Excerpt provided:
Re: pg_rewind tap test unstable

From: Michael Paquier <michael(dot)paquier(at)gmail(dot)com>
To: Noah Misch <noah(at)leadboat(dot)com>
Cc: Christoph Berg <myon(at)debian(dot)org>, PostgreSQL Hackers <pgsql-hackers(at)postgresql(dot)org>
Subject: Re: pg_rewind tap test unstable
Date: 2015-09-07 04:37:21
Message-ID: CAB7nPqTn2-8ATDqcOyZA+zt0K6y5xE+WNS-4fo_VwZy_JSZ5dQ@mail.gmail.com
Views: Raw Message | Whole Thread | Download mbox | Resend email
Thread:
Lists: pgsql-hackers

On Mon, Sep 7, 2015 at 1:16 PM, Noah Misch <noah(at)leadboat(dot)com> wrote:
> On Tue, Aug 04, 2015 at 02:21:16PM +0900, Michael Paquier wrote:
>> >> On Tue, Jul 28, 2015 at 5:57 PM, Christoph Berg <myon(at)debian(dot)org> wrote:
>> >> > for something between 10% and 20% of the devel builds for apt.postgresql.org
>> >> > (which happen every 6h if there's a git change, so it happens every few days),
>> >> > I'm seeing this:
>
>> In test case 2, the failure happens to be that the standby did not
>> have the time to replicate the database beforepromotion that has been
>> created on the master. One possible explanation for this failure is
>> that the standby has been promoted before all the WAL needed for the
>> tests has been replayed, hence we had better be sure that the
>> replay_location of the standby matches pg_current_xlog_location()

Point localization data
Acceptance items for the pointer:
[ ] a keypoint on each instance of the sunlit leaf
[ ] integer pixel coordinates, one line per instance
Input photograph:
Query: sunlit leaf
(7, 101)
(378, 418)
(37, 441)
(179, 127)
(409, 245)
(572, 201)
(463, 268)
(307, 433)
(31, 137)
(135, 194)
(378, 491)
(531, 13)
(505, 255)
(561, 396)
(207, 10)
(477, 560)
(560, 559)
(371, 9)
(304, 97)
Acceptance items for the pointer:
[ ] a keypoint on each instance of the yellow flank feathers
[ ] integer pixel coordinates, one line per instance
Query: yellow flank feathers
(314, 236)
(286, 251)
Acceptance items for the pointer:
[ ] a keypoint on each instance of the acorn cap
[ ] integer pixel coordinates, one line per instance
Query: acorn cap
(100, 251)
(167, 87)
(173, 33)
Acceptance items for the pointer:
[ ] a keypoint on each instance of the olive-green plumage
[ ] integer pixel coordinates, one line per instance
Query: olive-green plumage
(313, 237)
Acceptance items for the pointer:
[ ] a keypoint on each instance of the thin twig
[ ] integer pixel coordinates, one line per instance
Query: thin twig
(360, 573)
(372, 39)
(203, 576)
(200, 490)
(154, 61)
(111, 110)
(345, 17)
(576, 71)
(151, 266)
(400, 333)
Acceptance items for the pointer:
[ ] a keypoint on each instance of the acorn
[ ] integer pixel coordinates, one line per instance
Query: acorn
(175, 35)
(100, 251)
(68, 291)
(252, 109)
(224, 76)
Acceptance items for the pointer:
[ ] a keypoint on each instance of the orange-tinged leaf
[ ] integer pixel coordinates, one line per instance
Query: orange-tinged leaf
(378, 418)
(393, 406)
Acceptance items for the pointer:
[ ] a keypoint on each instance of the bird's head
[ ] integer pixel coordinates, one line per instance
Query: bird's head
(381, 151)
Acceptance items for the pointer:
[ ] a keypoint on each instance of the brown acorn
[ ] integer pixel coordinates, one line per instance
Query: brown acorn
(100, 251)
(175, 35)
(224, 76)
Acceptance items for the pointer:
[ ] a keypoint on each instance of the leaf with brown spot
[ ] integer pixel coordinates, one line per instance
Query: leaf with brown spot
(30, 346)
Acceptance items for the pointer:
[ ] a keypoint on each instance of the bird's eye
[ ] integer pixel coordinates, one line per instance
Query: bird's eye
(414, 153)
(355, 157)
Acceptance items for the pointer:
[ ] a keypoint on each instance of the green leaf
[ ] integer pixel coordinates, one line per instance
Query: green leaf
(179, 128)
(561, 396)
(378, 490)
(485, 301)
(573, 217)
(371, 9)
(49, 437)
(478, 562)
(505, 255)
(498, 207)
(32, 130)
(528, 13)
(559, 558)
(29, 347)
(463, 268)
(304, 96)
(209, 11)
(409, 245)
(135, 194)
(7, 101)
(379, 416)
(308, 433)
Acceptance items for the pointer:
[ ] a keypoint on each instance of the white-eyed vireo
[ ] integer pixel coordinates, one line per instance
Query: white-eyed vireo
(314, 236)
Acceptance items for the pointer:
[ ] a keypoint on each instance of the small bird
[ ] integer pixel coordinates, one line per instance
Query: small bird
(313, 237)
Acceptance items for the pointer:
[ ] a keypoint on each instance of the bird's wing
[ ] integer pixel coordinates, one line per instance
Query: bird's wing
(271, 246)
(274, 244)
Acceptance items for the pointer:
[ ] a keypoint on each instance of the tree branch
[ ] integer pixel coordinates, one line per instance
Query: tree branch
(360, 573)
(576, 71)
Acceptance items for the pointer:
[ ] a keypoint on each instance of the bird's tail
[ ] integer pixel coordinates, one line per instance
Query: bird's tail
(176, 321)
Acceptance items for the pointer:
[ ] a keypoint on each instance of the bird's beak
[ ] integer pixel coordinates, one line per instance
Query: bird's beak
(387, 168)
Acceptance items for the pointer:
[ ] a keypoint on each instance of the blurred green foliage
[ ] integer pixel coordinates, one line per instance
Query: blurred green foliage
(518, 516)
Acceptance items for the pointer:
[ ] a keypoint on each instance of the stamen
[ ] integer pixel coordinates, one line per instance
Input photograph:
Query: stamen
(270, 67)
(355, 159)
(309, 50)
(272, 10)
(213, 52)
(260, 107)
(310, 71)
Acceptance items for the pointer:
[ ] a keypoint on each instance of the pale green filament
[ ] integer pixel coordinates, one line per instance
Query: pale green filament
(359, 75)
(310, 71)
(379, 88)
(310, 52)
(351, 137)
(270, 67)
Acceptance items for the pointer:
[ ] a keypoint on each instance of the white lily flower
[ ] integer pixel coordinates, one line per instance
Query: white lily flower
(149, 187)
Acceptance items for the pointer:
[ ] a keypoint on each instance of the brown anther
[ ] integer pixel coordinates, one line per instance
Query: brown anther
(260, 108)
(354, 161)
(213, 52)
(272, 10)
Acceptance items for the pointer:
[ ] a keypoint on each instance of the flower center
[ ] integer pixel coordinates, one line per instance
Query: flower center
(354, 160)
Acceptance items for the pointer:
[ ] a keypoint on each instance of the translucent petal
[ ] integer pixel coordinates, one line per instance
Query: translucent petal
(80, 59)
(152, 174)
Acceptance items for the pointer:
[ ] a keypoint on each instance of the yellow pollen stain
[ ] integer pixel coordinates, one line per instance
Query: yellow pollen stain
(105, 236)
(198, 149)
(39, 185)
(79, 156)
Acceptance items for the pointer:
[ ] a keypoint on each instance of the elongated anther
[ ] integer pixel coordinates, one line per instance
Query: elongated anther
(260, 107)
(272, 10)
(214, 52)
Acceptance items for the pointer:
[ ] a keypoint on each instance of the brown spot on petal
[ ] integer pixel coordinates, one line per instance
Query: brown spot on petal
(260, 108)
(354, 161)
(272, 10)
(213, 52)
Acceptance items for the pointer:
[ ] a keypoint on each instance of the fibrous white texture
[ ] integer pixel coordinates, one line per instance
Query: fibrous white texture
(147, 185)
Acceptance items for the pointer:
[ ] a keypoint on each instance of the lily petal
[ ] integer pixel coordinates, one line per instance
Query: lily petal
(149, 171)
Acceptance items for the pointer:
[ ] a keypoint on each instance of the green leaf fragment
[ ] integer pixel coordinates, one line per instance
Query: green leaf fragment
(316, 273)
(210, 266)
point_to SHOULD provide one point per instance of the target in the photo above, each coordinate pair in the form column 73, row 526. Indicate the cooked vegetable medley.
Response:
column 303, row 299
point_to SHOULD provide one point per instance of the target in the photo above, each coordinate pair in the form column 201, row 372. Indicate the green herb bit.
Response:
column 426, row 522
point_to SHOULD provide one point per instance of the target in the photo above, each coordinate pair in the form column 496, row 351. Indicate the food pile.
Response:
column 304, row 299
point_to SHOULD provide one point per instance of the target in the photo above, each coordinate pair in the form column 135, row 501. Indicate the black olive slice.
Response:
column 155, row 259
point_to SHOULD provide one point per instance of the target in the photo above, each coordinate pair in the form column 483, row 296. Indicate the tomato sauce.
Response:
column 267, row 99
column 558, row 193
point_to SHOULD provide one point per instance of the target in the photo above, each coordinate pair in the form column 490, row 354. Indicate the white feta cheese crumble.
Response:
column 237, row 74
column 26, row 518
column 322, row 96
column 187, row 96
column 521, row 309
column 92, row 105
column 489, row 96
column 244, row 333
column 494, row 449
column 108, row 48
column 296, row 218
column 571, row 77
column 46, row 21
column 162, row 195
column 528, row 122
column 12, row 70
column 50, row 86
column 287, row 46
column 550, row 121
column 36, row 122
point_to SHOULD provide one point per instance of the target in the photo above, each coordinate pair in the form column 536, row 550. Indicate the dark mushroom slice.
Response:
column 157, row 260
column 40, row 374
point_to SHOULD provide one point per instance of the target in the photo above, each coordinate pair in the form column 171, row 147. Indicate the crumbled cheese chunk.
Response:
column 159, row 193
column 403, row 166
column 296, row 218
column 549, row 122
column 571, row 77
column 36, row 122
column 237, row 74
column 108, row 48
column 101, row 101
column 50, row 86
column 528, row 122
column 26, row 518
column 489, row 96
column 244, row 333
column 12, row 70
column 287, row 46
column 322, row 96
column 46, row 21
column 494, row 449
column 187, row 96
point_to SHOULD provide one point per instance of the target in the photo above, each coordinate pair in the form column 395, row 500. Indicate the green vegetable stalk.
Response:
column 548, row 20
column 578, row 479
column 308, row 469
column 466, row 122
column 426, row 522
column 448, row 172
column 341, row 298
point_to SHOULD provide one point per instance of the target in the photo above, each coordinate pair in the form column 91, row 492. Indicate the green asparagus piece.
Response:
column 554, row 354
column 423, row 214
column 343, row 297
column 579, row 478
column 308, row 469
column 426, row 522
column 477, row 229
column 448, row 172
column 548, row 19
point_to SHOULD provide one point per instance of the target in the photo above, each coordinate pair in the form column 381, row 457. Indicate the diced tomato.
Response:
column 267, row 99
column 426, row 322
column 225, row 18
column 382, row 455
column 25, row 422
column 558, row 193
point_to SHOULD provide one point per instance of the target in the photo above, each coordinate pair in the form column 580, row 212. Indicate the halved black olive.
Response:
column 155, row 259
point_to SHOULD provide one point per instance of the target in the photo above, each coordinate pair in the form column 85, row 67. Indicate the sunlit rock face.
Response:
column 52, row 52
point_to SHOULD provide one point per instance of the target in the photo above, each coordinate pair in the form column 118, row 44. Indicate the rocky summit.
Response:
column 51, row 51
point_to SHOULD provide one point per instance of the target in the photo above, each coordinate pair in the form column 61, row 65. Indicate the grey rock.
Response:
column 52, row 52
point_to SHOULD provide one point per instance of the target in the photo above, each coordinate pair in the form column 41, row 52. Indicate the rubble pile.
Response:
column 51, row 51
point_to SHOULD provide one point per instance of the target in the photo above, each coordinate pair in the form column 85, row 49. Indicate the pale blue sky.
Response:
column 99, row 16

Description of the task:
Summarize the mailing-list message in two sentences.

Result for this exercise:
In a thread titled "pg_rewind tap test unstable," Christoph Berg is quoted as seeing a failure in something between 10% and 20% of the devel builds for apt.postgresql.org, which run every 6 hours when there is a git change. Michael Paquier's quoted reply states that in test case 2 the standby did not have time to replicate a database created on the master before promotion, possibly because the standby was promoted before all the WAL needed for the tests had been replayed.